:: Extracted text

She asks us to offer our dogs the freedom to choose how the walk will go. Our dogs might walk quickly, leaving us to pick up the pace. Or our dogs might choose to slow down and spend several minutes sniffing a blade of grass or investigating a snail meandering across the sidewalk. Whatever they choose (safety issues notwithstanding) it’s totally up to them.

We are letting our dogs determine the cadence, geographic location, terrain, etc. Our job is simply to observe and learn about our dogs - to pay attention to them without judgement. To show up in their lives in order to build a stronger connection with our dogs. Or to use Cristine’s language, to show our dogs regard. It’s that simple and beautiful.

I strongly recommend reading her article to get the full gist and perhaps give it a try yourself.

I took Cristine up on her challenge and went out into the world prepared to show my dogs regard, although my smug expert’s mind was sure I was already doing this. After all, I’m a successful and well-educated positive reinforcement trainer who doesn’t use force.

That’s when my beginner's mind moments began to appear.

  • I observed Charlie showing signs of stress when I wasn’t leading her around the neighbourhood. I wasn’t cueing her and she seemed perplexed at first and then her behaviour intensified. She just stared at me intently, panting and then barking. For half the walk we were just two lost souls looking at each other. I had to recongnize that I hadn’t really offered her much agency when on leash up to this point, so when given a bit of freedom she didn’t appear to know what to do with it.

  • I also realized Charles isn't a huge fan of bees. Or at least not this particular one. A big furry bumble was buzzing away on a leaf about a foot from where Charles was standing. She looked at it with a furrowed brow and then proceeded to walk as far away from it as she could. Who knew? I had no idea.

  • Charlie has arthritis in her back end and I thought I was being super conscious of her need for a slower pace especially when we’re walking on hard surfaces. Nope. When Charles is left to determine the pace of the walk, she chooses half the speed I normally walk with her and my other dog, Tyson.

::::
:: Provided material

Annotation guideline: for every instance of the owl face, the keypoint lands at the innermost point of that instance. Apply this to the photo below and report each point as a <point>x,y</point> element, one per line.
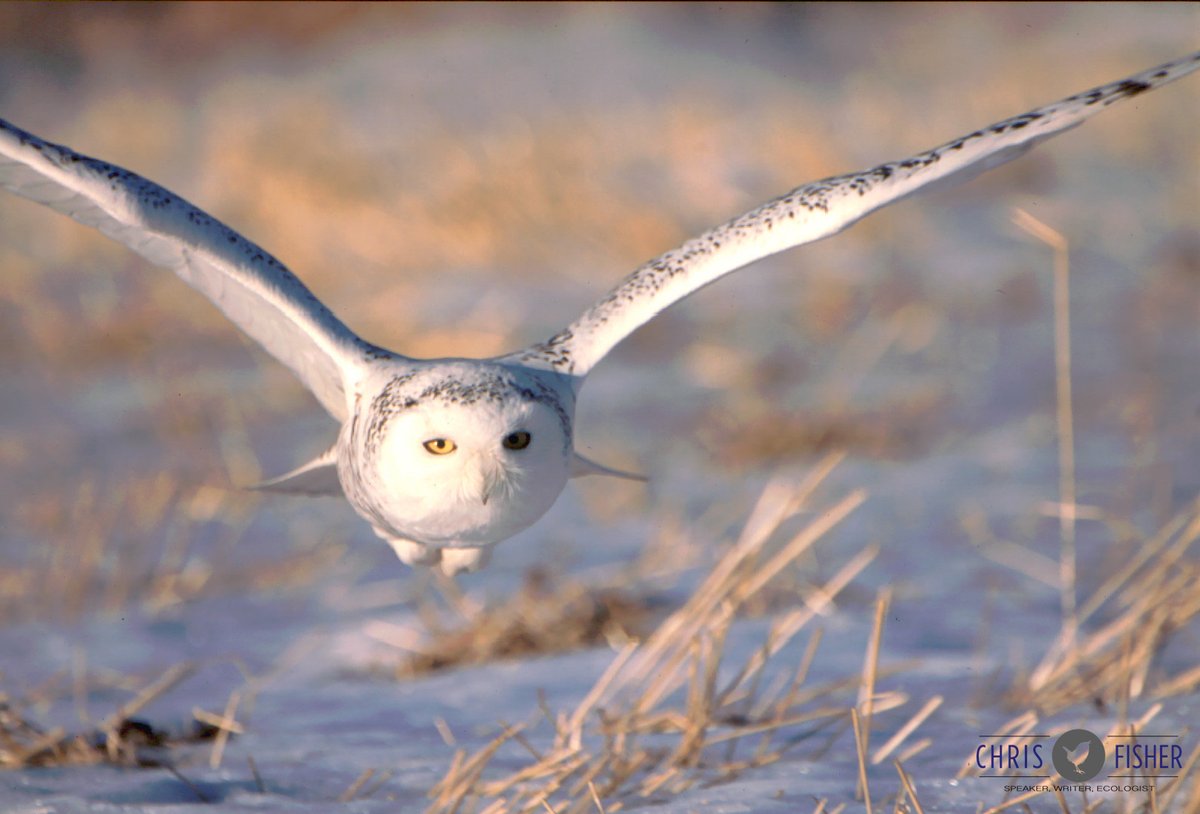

::::

• _Assigned task 1_:
In the dog-walking passage, what three things did Charlie do once she wasn't being led or cued on the walk?
• _Assigned task 2_:
According to the dog-walking passage, where on her body does Charlie have arthritis?
• _Assigned task 3_:
Please carry on with the dog-walking passage from where it stops.

• _Expected answer 1_:
- Stared intently at the writer
- Panted
- Barked

• _Expected answer 2_:
In her back end.

• _Expected answer 3_:
  • Tys also shocked me. I’ve always known the guy is a big sniffer. What I didn't realize is that he will sometimes choose to stick his head in a flowerbed and totally let other dogs pass on by. All without showing any of his typical signs of aggression when on leash. I think I’ve been alerting him to dogs by flipping into training mode and forcing his attention back onto me and the other dogs when perhaps he just wanted to mind his own business.

I realized I wasn’t showing my dogs the regard they deserved.

I’ve been marching Tys and Charles around my neighbourhood on leash with little regard for their needs and wants. I sincerely thought that because I had trained my dogs to walk nicely on leash using non-aversive methods, that I had satisfied the kind of walk they wanted. In my expert’s mind, I had done enough. And here’s the other thing I realized, training without regard for our dogs isn’t much different than old school traditional methods where the human commands the dog to do X and the dog is expected to respond with Y. Translation: human micro-manages their dog’s life.

I’m not using force to train, but I’m uncovering this part of me that is still steeped in the human-runs-the-show mentality. This realization has been difficult, yet hugely important for my growth as a dog parent, a dog trainer and a human in this world.  

My expert’s mind believed I had been showing my dogs regard. In my attempt to unravel agency, my beginner’s mind revealed itself and challenged me to become more observant, more patient and more curious about the dogs I’ve been entrusted to help along their journey. And perhaps most importantly to show MY beginner’s mind some regard.